Task objective: Transcribe, word for word, the line containing "Provide one point per instance of the bike" and each line following it through the end of the listing below. Omit all other lines.

Task inputs:
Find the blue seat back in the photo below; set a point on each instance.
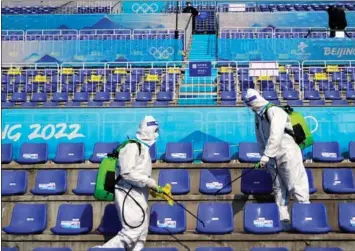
(179, 152)
(101, 150)
(110, 222)
(211, 180)
(33, 153)
(72, 216)
(249, 152)
(256, 182)
(13, 182)
(179, 179)
(216, 152)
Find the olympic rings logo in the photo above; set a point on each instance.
(161, 52)
(145, 8)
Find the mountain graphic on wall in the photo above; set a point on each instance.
(48, 59)
(105, 23)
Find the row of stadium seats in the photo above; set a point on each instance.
(175, 249)
(54, 182)
(213, 152)
(215, 218)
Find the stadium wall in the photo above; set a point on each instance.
(197, 125)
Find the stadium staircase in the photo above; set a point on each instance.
(200, 90)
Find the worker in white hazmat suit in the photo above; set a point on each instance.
(280, 149)
(135, 170)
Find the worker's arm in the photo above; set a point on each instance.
(278, 120)
(128, 161)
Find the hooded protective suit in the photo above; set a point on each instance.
(135, 171)
(286, 163)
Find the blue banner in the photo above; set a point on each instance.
(286, 49)
(197, 125)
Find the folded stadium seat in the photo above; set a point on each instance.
(217, 218)
(102, 96)
(68, 153)
(346, 217)
(211, 180)
(338, 181)
(6, 153)
(214, 249)
(326, 152)
(164, 96)
(27, 219)
(52, 249)
(179, 152)
(19, 97)
(311, 95)
(166, 219)
(50, 182)
(290, 95)
(161, 103)
(110, 223)
(256, 182)
(317, 102)
(95, 103)
(216, 152)
(33, 153)
(295, 103)
(179, 179)
(332, 95)
(312, 188)
(340, 103)
(81, 97)
(86, 182)
(73, 219)
(249, 152)
(39, 97)
(269, 249)
(262, 218)
(14, 182)
(310, 218)
(101, 150)
(323, 249)
(350, 94)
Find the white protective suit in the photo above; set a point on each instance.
(286, 163)
(135, 171)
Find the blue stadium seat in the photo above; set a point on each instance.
(180, 152)
(211, 180)
(352, 151)
(27, 219)
(310, 218)
(166, 219)
(68, 153)
(326, 152)
(249, 152)
(269, 249)
(216, 152)
(101, 150)
(52, 249)
(256, 182)
(312, 188)
(338, 181)
(217, 218)
(262, 218)
(214, 249)
(73, 219)
(323, 249)
(6, 153)
(33, 153)
(179, 179)
(86, 182)
(110, 223)
(346, 217)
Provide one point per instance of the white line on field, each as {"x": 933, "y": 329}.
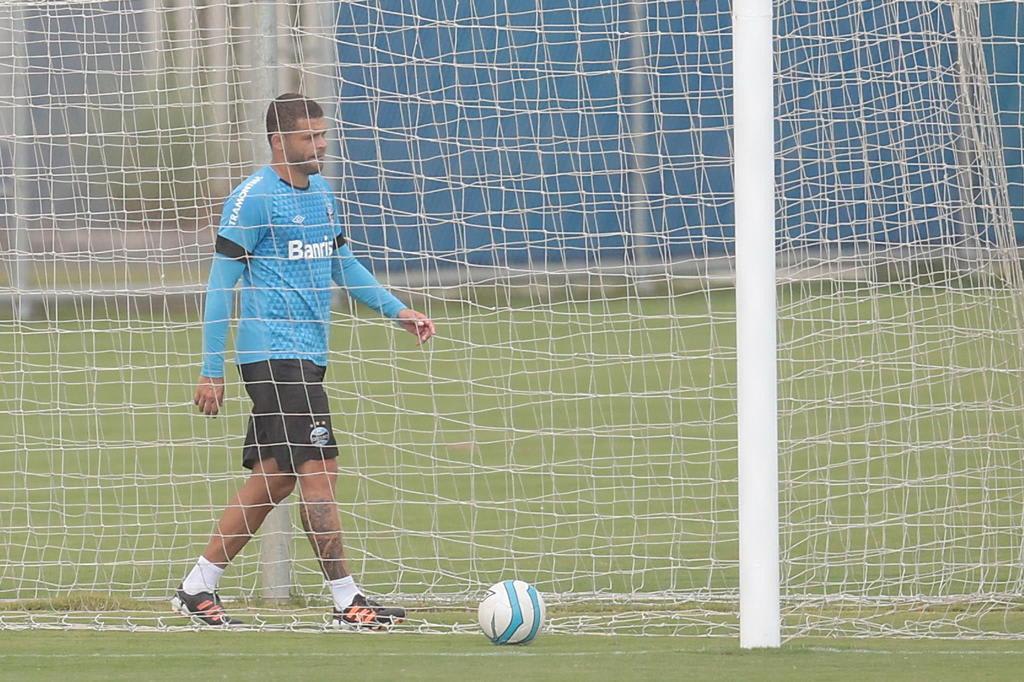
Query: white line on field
{"x": 335, "y": 654}
{"x": 889, "y": 652}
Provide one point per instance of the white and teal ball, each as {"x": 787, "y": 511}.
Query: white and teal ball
{"x": 511, "y": 612}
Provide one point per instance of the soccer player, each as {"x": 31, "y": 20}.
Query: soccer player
{"x": 280, "y": 235}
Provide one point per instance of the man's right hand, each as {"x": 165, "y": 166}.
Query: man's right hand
{"x": 209, "y": 394}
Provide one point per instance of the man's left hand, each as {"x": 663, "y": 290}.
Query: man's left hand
{"x": 417, "y": 324}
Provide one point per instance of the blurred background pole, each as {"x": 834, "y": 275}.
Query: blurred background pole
{"x": 639, "y": 92}
{"x": 275, "y": 537}
{"x": 23, "y": 172}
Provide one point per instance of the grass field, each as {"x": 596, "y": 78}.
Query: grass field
{"x": 86, "y": 655}
{"x": 585, "y": 445}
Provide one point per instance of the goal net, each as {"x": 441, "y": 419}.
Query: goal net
{"x": 551, "y": 182}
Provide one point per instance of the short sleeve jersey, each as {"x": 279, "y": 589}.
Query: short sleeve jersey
{"x": 288, "y": 237}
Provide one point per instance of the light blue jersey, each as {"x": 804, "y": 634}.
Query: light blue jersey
{"x": 286, "y": 245}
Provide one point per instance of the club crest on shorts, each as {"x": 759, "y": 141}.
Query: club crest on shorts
{"x": 320, "y": 435}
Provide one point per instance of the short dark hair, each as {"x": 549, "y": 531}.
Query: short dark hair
{"x": 284, "y": 113}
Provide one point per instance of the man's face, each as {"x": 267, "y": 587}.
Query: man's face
{"x": 305, "y": 147}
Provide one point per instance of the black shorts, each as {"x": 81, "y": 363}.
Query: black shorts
{"x": 291, "y": 421}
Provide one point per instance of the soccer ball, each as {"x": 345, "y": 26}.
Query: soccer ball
{"x": 511, "y": 612}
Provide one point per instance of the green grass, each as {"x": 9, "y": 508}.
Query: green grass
{"x": 88, "y": 655}
{"x": 586, "y": 445}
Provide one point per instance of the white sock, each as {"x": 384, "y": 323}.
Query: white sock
{"x": 203, "y": 578}
{"x": 343, "y": 590}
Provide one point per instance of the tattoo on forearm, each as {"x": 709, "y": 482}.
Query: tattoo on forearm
{"x": 320, "y": 518}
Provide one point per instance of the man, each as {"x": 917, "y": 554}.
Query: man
{"x": 280, "y": 235}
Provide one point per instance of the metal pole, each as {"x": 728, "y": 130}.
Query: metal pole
{"x": 756, "y": 317}
{"x": 275, "y": 548}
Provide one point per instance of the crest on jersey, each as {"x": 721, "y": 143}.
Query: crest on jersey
{"x": 320, "y": 435}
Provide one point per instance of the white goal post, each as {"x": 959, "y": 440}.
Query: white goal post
{"x": 728, "y": 294}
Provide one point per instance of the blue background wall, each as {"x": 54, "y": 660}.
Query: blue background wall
{"x": 493, "y": 132}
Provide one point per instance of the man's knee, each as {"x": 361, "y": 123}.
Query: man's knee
{"x": 316, "y": 478}
{"x": 278, "y": 484}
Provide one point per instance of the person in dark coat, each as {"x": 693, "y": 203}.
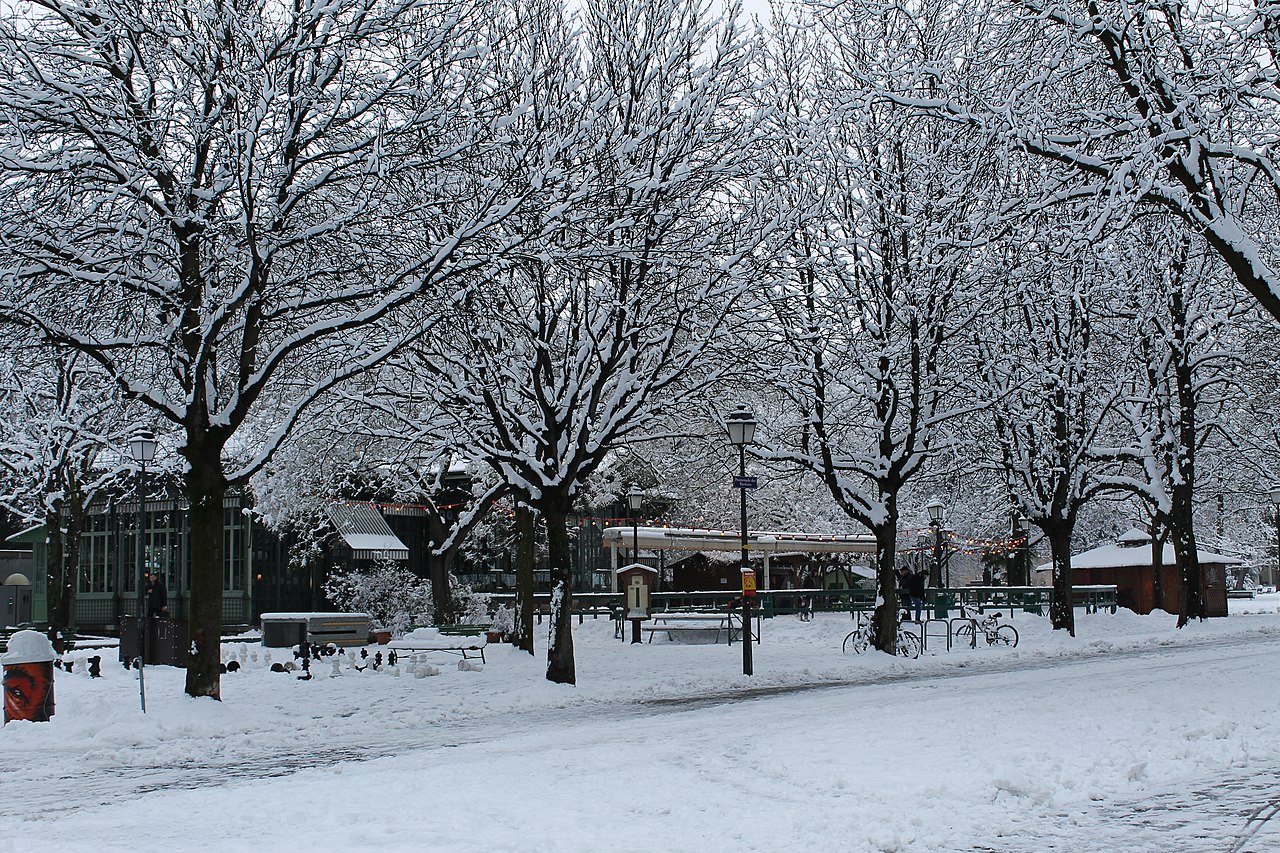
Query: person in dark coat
{"x": 158, "y": 597}
{"x": 915, "y": 588}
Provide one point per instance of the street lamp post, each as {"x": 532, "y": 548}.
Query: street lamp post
{"x": 1274, "y": 493}
{"x": 635, "y": 498}
{"x": 935, "y": 507}
{"x": 142, "y": 448}
{"x": 1023, "y": 527}
{"x": 741, "y": 432}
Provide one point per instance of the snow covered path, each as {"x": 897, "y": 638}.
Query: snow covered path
{"x": 1137, "y": 739}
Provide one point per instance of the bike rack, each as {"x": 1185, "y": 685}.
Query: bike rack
{"x": 924, "y": 632}
{"x": 965, "y": 620}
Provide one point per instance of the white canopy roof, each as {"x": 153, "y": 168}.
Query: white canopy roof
{"x": 1133, "y": 548}
{"x": 757, "y": 541}
{"x": 365, "y": 532}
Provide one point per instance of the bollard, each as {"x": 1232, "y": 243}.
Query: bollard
{"x": 28, "y": 678}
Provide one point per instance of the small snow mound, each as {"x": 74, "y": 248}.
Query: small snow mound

Correct result:
Provide one point per instance of the bike rack, each as {"x": 1185, "y": 685}.
Query: bike rack
{"x": 924, "y": 632}
{"x": 965, "y": 620}
Provide one point per instance of the white canopy roof, each as {"x": 153, "y": 168}.
Query: white canopy roof
{"x": 1133, "y": 548}
{"x": 757, "y": 541}
{"x": 365, "y": 532}
Provide one point per instance of the bollard, each as {"x": 1232, "y": 243}.
Query: bollard
{"x": 28, "y": 678}
Provide one point per instance of the small snow mound, each as {"x": 74, "y": 248}.
Query: small snow mound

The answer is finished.